[Information given]:
----------------

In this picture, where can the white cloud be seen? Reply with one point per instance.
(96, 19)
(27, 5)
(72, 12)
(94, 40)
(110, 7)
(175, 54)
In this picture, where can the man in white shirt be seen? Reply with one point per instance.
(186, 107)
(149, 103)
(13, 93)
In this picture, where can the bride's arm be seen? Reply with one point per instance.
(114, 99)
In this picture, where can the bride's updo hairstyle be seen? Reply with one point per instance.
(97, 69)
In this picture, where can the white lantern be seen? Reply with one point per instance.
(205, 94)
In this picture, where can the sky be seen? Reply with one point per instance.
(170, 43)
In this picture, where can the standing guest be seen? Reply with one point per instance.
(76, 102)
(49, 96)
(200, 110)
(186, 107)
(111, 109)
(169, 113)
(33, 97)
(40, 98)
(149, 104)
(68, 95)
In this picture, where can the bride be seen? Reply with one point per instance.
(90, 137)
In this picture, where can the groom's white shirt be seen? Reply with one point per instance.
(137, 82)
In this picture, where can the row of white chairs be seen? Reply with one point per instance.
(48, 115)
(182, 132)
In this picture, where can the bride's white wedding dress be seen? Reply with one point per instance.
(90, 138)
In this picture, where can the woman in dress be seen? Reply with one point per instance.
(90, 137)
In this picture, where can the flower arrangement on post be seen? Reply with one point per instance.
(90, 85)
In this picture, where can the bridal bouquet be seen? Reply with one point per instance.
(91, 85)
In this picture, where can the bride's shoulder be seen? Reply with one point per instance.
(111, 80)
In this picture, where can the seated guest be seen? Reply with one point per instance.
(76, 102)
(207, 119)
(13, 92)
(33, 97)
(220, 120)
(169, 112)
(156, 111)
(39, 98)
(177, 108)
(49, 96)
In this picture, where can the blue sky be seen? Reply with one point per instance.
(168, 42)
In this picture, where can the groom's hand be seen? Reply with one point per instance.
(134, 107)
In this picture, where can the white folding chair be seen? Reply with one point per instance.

----------------

[What this task involves]:
Give every row above as a Markdown table with the columns No and Text. Put the row number in No and the row's wording in Text, and leave out blank lines.

[Solution for this task]:
| No | Text |
|---|---|
| 1 | In this picture, where can the white cloud be seen? Reply with one point per instance. |
| 2 | (96, 19) |
| 3 | (27, 5) |
| 4 | (72, 12) |
| 5 | (94, 40) |
| 6 | (110, 7) |
| 7 | (175, 54) |
| 8 | In this picture, where can the man in white shirt be seen? Reply with one point per instance. |
| 9 | (186, 107) |
| 10 | (149, 103) |
| 11 | (13, 93) |
| 12 | In this picture, where can the bride's arm be seen? Reply with one point per instance. |
| 13 | (114, 99) |
| 14 | In this picture, where can the bride's updo hairstyle be seen? Reply with one point per instance. |
| 15 | (97, 69) |
| 16 | In this picture, where can the white lantern be seen? Reply with one point per instance. |
| 17 | (205, 94) |
| 18 | In this picture, where can the sky be seen? Reply with one point per instance. |
| 19 | (170, 43) |
| 20 | In this picture, where can the standing guest be seen? Reply with one point per instance. |
| 21 | (76, 102) |
| 22 | (49, 96) |
| 23 | (200, 110) |
| 24 | (186, 107) |
| 25 | (111, 109) |
| 26 | (169, 113) |
| 27 | (33, 97) |
| 28 | (40, 98) |
| 29 | (149, 104) |
| 30 | (68, 95) |
| 31 | In this picture, where can the bride be seen? Reply with one point per instance. |
| 32 | (90, 137) |
| 33 | In this picture, where can the groom's white shirt be seen? Reply with one point per instance. |
| 34 | (137, 82) |
| 35 | In this picture, where can the row of white chairs be seen? Reply with one point per instance. |
| 36 | (48, 115) |
| 37 | (182, 132) |
| 38 | In this picture, where can the bride's white wedding dress be seen? Reply with one point per instance. |
| 39 | (90, 138) |
| 40 | In this picture, where can the woman in dress be seen? Reply with one point per instance. |
| 41 | (90, 137) |
| 42 | In this picture, where can the flower arrangement on post be seen? Reply with one point per instance. |
| 43 | (90, 85) |
| 44 | In this picture, where can the bridal bouquet be seen? Reply with one point per instance. |
| 45 | (91, 85) |
| 46 | In this picture, where can the bride's shoulder be seen? Reply with one point per instance. |
| 47 | (111, 80) |
| 48 | In this picture, where can the seated guest be seen? Reply with one point per instance. |
| 49 | (76, 102) |
| 50 | (207, 119) |
| 51 | (13, 92) |
| 52 | (33, 97) |
| 53 | (220, 120) |
| 54 | (169, 112) |
| 55 | (156, 111) |
| 56 | (39, 98) |
| 57 | (177, 108) |
| 58 | (49, 96) |
| 59 | In this picture, where can the blue sky be seen? Reply with one point per instance. |
| 60 | (168, 42) |
| 61 | In this picture, where can the groom's hand be seen? Reply with one point per instance. |
| 62 | (134, 107) |
| 63 | In this picture, where can the white folding chair be seen? Reply with one point per instance. |